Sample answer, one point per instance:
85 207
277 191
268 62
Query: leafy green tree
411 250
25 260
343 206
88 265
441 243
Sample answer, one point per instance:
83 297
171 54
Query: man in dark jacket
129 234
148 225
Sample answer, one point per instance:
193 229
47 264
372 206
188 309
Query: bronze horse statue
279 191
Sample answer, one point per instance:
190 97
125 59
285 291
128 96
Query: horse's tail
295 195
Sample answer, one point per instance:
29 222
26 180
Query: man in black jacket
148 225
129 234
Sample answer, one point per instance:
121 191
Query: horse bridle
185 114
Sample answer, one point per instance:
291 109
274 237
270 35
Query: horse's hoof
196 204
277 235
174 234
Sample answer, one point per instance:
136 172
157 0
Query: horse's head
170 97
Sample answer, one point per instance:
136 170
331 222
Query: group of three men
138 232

--

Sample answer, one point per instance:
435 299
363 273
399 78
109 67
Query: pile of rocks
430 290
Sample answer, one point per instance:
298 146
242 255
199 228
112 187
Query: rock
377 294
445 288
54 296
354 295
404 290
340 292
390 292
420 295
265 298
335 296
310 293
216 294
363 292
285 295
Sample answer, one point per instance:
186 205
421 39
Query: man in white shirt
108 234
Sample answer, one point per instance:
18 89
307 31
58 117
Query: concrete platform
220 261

---

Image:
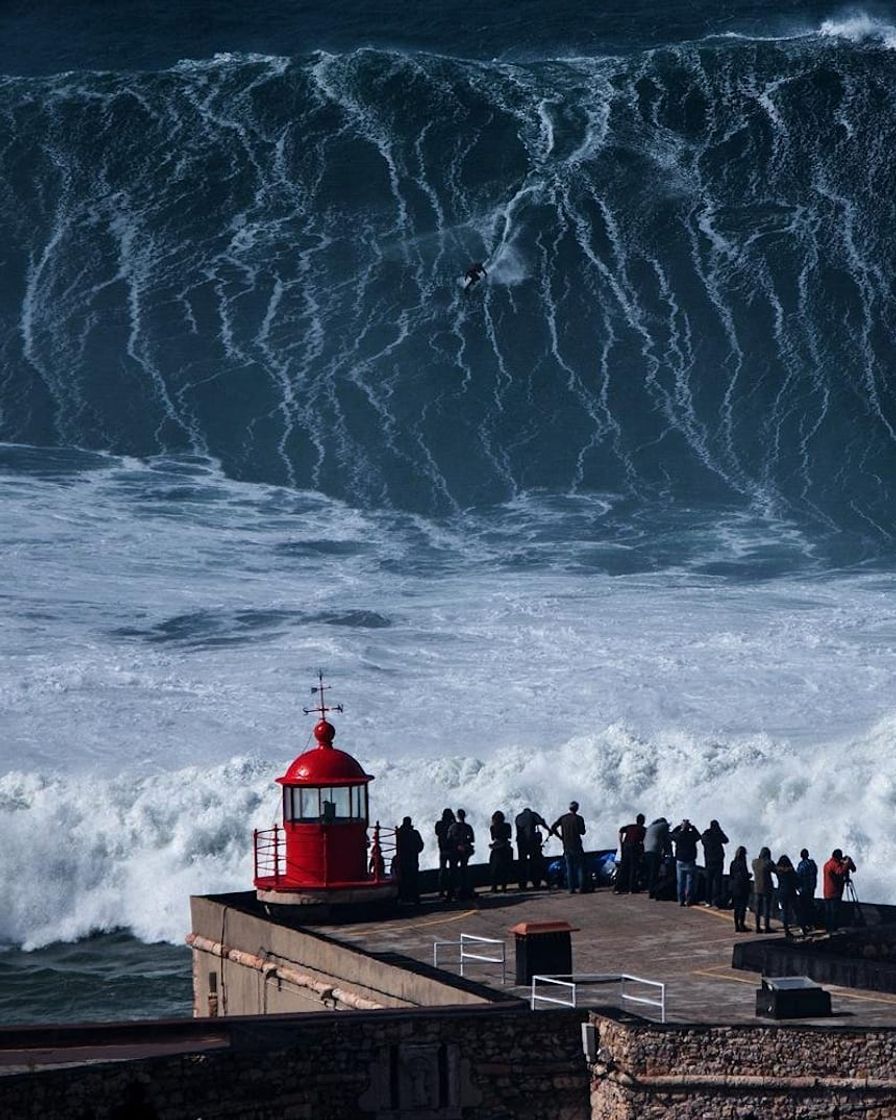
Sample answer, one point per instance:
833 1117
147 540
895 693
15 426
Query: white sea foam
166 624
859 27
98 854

## JOB
Find every row above that contains the string "horse", treating uppercase and lowercase as distinct, and copy each such row in full.

## FULL SOLUTION
Query: bronze horse statue
Query: horse's tail
Query: horse bridle
Query: horse's hoof
Query: horse's head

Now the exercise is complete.